> [Provided text]:
John Garfield looks and acts like a dope and a doomed putz in his last film, He Ran All the Way (1951).
It’s either a beautiful piece of acting, or Garfield was feeling the weight of the times closing around his neck.
His character, Nick Robey, a thuggish, unemployed ne’er-do-well who lives in a tenement apartment with his PBR-guzzling mother – who threatens to kill him in the first minutes of this odd film – is haunted and marked.
But look at this film and tell me that Garfield is acting. His cornered character mirrors the situation that was closing in on him.
This would be his last movie because he was blacklisted for alleged ties to the Communist party. He died less than a year after making He Ran All the Way, at the age of 39. Friends said he died of stress from the blacklist.
He Ran All the Way is a tight little film noir. Robey’s in the middle of a nightmare when we meet him, a nightmare nobody wants to hear about and one that turns out to be true. He wakes up, has an argument with dear old mom, and then he sees a handgun on his dresser and the usually confident Garfield features take on a haunted, paranoid look that he wears for most of the rest of the movie.
Is Garfield really acting, or is he under real stress? Did he know while making this film that it would be his last because of the blacklisting, because he failed to name names when he was compelled to testify before the U.S. Congressional House Committee on Un-American Activities (popularly known as HUAC)?

> [Data shown]:

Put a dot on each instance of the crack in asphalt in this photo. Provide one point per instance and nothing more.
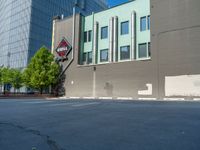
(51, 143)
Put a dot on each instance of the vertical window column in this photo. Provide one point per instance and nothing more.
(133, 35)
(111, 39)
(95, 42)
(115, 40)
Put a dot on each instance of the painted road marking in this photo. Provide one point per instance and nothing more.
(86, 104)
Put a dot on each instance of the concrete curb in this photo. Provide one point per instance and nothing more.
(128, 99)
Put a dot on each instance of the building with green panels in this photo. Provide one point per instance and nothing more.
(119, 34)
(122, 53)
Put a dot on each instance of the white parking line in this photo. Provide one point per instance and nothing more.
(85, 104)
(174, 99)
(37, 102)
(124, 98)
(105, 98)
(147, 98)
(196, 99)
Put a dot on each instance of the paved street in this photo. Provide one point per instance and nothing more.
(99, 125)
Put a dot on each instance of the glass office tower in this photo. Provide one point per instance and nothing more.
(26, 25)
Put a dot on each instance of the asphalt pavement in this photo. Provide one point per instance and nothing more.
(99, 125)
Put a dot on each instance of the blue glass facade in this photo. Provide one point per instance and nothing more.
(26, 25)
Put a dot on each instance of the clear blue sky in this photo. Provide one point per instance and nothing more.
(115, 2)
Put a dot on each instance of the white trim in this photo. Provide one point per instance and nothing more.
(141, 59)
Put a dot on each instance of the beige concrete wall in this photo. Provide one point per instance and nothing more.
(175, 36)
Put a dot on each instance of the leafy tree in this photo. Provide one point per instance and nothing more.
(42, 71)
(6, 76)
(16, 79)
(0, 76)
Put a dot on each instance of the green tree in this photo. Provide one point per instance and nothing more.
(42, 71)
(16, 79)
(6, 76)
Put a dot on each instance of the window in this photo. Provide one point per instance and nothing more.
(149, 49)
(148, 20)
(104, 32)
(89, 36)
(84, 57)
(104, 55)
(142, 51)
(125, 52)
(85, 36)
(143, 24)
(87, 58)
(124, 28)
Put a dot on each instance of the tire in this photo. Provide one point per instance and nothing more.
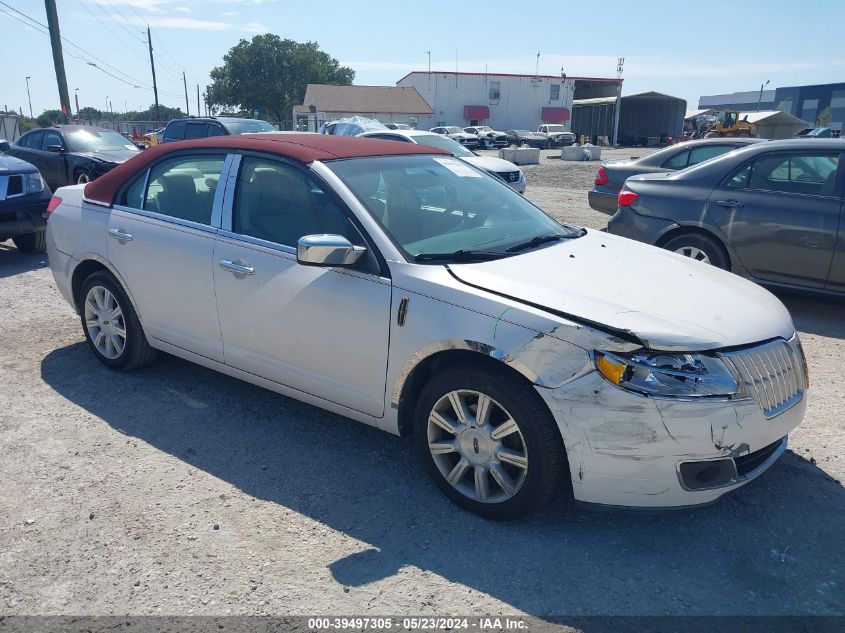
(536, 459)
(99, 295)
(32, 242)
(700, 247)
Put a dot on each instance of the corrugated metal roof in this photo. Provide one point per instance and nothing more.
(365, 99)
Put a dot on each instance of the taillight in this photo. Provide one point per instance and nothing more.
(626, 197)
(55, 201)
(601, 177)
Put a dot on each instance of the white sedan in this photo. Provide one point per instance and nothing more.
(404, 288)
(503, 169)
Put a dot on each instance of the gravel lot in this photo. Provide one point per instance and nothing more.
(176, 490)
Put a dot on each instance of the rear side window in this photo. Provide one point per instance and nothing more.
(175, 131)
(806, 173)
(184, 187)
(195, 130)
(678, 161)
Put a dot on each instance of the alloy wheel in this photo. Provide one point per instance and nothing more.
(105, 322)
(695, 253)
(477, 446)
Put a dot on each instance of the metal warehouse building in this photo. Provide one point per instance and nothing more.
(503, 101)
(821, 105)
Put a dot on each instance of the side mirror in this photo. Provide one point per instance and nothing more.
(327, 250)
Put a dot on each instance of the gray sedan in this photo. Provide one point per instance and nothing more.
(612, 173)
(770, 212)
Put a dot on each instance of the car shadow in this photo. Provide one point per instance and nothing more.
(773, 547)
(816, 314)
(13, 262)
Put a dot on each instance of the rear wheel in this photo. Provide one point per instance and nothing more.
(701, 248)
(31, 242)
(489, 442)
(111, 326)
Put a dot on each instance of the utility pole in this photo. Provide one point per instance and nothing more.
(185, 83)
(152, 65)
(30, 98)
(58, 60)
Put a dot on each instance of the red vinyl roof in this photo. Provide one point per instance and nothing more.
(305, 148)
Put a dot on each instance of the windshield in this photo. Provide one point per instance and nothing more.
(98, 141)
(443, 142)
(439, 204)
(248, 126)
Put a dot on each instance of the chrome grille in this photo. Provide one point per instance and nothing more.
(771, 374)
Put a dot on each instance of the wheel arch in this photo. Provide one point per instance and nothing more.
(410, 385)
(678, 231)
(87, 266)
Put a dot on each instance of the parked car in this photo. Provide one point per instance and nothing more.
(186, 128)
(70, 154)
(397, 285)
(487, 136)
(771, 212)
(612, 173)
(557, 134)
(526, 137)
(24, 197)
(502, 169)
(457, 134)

==

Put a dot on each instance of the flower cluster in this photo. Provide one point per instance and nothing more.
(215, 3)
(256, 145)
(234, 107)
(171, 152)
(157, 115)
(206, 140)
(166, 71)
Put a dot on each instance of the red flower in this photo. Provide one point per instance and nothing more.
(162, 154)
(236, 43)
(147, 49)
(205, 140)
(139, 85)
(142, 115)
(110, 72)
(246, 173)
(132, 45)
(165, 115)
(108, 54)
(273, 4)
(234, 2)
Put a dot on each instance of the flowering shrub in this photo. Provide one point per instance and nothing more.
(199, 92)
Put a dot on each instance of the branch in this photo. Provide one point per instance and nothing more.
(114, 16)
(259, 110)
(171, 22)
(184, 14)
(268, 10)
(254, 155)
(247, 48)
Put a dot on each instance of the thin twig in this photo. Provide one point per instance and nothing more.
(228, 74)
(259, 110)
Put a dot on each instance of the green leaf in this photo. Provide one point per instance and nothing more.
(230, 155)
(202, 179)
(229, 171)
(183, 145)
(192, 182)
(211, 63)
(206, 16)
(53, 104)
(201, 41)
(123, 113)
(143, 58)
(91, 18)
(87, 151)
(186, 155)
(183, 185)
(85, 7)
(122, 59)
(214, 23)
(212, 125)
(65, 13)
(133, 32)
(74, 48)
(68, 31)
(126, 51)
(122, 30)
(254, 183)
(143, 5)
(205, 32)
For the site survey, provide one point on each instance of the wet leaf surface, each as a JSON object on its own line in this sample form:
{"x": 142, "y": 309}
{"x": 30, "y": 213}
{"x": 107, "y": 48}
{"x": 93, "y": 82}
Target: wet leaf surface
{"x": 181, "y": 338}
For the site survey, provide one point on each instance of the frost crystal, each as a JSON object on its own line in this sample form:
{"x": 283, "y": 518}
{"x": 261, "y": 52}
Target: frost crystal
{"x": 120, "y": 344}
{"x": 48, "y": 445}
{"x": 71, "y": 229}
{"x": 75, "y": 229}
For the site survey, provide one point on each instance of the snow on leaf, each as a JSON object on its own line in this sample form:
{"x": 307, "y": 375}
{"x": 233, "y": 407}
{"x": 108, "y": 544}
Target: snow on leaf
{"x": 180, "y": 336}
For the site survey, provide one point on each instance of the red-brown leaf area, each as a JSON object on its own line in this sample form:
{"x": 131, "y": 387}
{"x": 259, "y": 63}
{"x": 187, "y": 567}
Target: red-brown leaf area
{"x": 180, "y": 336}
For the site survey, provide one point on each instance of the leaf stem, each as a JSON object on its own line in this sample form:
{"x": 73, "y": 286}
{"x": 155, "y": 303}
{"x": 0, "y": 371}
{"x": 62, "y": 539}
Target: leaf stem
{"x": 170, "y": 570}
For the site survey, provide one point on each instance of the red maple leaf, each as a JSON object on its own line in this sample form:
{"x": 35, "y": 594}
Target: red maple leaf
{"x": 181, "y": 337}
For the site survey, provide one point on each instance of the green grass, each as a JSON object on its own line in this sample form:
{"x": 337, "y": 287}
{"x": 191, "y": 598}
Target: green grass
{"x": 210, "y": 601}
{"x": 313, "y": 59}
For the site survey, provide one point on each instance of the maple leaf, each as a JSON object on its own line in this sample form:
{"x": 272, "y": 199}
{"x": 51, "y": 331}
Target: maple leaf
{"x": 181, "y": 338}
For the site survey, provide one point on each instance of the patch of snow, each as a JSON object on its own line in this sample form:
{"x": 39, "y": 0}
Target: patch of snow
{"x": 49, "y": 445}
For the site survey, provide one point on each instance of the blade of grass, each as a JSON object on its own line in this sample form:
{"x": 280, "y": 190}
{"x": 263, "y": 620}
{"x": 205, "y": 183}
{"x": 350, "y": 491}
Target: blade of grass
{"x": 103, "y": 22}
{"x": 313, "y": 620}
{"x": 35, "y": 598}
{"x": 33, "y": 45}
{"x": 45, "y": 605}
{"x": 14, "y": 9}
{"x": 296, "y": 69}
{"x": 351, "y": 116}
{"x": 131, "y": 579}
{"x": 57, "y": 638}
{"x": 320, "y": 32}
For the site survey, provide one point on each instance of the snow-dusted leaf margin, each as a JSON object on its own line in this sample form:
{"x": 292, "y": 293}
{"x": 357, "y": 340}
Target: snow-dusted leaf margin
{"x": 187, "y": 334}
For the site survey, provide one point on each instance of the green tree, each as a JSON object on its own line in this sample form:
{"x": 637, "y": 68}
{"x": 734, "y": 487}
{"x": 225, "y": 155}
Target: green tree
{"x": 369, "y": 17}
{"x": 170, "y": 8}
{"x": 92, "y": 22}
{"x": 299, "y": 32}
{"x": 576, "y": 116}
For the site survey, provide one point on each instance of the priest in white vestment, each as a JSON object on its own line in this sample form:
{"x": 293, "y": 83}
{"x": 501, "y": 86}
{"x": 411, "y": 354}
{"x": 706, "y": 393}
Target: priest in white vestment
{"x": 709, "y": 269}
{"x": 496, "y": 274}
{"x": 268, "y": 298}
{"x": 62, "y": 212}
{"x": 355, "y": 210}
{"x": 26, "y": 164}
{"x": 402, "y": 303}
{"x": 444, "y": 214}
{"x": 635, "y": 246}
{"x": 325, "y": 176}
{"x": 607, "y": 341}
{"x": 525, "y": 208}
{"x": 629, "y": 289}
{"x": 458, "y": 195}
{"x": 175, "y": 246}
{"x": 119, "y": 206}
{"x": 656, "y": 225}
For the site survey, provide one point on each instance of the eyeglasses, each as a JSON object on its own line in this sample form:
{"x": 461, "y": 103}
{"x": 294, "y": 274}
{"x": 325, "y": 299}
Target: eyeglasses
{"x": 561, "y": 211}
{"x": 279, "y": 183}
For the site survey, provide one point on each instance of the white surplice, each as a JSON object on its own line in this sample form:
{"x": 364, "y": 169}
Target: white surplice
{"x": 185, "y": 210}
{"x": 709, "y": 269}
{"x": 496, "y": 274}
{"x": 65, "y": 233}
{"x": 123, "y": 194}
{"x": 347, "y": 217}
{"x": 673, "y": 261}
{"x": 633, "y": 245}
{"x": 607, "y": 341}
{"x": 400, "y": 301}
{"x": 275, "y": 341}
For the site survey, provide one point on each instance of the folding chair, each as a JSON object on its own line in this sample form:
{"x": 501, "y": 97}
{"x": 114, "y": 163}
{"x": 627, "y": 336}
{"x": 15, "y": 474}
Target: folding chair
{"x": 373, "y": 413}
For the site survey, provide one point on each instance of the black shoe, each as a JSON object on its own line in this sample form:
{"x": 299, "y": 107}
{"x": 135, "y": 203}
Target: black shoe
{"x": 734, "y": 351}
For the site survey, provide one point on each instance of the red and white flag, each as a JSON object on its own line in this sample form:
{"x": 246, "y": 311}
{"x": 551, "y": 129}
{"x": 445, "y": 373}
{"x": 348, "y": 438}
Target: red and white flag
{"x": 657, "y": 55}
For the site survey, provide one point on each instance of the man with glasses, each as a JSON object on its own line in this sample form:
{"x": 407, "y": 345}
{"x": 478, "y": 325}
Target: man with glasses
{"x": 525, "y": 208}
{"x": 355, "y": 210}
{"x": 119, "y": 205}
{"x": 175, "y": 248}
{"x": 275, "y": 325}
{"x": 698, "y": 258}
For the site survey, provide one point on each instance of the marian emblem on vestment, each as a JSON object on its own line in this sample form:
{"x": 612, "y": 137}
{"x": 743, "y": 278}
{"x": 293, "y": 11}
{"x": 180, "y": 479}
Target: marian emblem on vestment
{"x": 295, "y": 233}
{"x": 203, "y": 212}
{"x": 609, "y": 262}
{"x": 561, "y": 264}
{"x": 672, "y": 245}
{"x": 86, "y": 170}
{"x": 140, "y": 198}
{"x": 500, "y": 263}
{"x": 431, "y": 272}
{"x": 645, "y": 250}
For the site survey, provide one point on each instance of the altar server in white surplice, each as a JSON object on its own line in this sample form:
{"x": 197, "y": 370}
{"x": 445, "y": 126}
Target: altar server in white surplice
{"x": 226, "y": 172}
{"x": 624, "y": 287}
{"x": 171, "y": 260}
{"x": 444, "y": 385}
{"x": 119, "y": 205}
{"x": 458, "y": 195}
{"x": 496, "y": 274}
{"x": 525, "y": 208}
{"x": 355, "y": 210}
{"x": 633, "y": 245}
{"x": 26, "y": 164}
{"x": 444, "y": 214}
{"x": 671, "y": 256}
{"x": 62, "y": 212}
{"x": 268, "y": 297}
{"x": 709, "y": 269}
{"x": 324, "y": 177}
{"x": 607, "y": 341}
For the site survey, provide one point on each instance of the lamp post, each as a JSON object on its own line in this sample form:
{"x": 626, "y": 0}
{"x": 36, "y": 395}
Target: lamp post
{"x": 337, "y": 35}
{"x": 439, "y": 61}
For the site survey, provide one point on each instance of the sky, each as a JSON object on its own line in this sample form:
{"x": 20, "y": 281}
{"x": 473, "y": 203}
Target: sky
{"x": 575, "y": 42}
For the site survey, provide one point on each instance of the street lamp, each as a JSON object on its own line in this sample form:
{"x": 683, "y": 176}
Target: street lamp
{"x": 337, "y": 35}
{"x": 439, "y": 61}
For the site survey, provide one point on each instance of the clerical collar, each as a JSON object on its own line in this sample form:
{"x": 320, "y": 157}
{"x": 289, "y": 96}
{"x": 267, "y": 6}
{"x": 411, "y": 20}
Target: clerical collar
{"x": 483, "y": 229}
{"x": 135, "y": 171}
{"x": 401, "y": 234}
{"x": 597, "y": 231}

> [Exercise]:
Rewrite the part of the review of He Ran All the Way that begins at "It’s either a" and ends after "haunted and marked.", using "run-down" in place of "tenement".

> [The response]:
It’s either a beautiful piece of acting, or Garfield was feeling the weight of the times closing around his neck.
His character, Nick Robey, a thuggish, unemployed ne’er-do-well who lives in a run-down apartment with his PBR-guzzling mother – who threatens to kill him in the first minutes of this odd film – is haunted and marked.